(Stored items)
------------------------------------

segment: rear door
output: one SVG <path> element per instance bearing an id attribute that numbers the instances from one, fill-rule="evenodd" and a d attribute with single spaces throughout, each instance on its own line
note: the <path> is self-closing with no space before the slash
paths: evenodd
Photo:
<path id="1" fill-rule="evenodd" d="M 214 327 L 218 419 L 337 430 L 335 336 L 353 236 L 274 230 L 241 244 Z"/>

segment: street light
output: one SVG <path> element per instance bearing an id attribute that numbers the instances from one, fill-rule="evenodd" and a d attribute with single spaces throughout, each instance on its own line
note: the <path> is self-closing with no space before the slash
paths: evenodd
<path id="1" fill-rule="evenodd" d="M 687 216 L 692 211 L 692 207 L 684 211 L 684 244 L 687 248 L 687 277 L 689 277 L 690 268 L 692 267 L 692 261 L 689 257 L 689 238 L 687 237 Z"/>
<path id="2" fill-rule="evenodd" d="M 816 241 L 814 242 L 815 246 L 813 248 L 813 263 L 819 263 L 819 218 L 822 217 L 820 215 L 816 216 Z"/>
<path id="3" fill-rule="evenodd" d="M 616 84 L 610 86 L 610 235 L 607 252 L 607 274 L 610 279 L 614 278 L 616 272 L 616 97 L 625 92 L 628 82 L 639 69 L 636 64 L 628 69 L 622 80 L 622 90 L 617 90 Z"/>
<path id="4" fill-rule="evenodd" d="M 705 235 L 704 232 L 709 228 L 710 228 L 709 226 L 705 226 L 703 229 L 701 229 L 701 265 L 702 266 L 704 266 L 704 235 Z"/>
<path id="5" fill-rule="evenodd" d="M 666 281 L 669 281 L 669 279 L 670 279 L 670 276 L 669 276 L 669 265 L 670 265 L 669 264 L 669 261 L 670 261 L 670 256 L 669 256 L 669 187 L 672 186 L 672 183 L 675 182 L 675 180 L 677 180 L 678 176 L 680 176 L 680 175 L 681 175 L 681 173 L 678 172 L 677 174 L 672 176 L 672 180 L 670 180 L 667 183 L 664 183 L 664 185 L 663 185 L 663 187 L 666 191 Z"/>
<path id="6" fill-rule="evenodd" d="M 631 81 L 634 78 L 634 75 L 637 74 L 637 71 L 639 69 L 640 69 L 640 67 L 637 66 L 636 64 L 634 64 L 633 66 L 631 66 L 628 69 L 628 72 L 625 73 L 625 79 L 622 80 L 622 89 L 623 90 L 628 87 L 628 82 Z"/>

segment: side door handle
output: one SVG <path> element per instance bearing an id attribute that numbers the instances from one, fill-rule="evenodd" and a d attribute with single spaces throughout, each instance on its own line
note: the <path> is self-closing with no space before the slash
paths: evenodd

------------------------------------

YOUR OBJECTIVE:
The required result is a verbatim copy of all the entries.

TASK OUTPUT:
segment: rear door
output: one SVG <path> element per instance bearing an id attribute that numbers the instances from one, fill-rule="evenodd" and a d attribute with single spaces throughout, each instance on its own line
note: the <path> is self-closing with no space before the slash
paths: evenodd
Photo:
<path id="1" fill-rule="evenodd" d="M 214 327 L 218 419 L 337 430 L 335 336 L 353 236 L 274 230 L 241 244 Z"/>

segment: street light
output: one SVG <path> element per instance bearing an id attribute that numbers the instances from one, fill-rule="evenodd" and a d attribute with single spaces throughout, each instance on its own line
note: the <path> is self-closing with no space before the slash
paths: evenodd
<path id="1" fill-rule="evenodd" d="M 687 216 L 692 211 L 692 207 L 684 211 L 684 244 L 687 248 L 687 277 L 689 277 L 690 268 L 692 267 L 692 261 L 689 257 L 689 238 L 687 237 Z"/>
<path id="2" fill-rule="evenodd" d="M 816 241 L 814 242 L 815 246 L 813 248 L 813 263 L 819 263 L 819 218 L 822 217 L 820 215 L 816 216 Z"/>
<path id="3" fill-rule="evenodd" d="M 616 84 L 610 86 L 610 235 L 607 252 L 607 274 L 610 279 L 614 278 L 616 272 L 616 97 L 625 92 L 628 82 L 639 69 L 636 64 L 628 69 L 622 80 L 622 90 L 617 90 Z"/>
<path id="4" fill-rule="evenodd" d="M 705 235 L 704 232 L 709 228 L 710 228 L 709 226 L 705 226 L 703 229 L 701 229 L 701 265 L 702 266 L 704 266 L 704 235 Z"/>
<path id="5" fill-rule="evenodd" d="M 666 281 L 669 281 L 669 279 L 670 279 L 670 276 L 669 276 L 669 265 L 670 265 L 669 264 L 669 261 L 670 261 L 670 256 L 669 256 L 669 187 L 672 186 L 672 183 L 675 182 L 675 180 L 677 180 L 678 176 L 680 176 L 680 175 L 681 175 L 681 173 L 678 172 L 677 174 L 672 176 L 672 180 L 670 180 L 667 183 L 664 183 L 664 185 L 663 185 L 663 187 L 666 191 Z"/>
<path id="6" fill-rule="evenodd" d="M 631 81 L 634 78 L 634 75 L 637 74 L 637 71 L 639 69 L 640 69 L 640 67 L 637 66 L 636 64 L 634 64 L 633 66 L 631 66 L 628 69 L 628 72 L 625 73 L 625 79 L 622 80 L 622 89 L 623 90 L 628 87 L 628 82 Z"/>

segment: side door handle
output: one SVG <path> element per instance bearing an id attribute that numbers the instances from one, fill-rule="evenodd" and a d attribute with single spaces throughout, each instance on its own line
note: the <path> is self-closing with no space before the slash
paths: evenodd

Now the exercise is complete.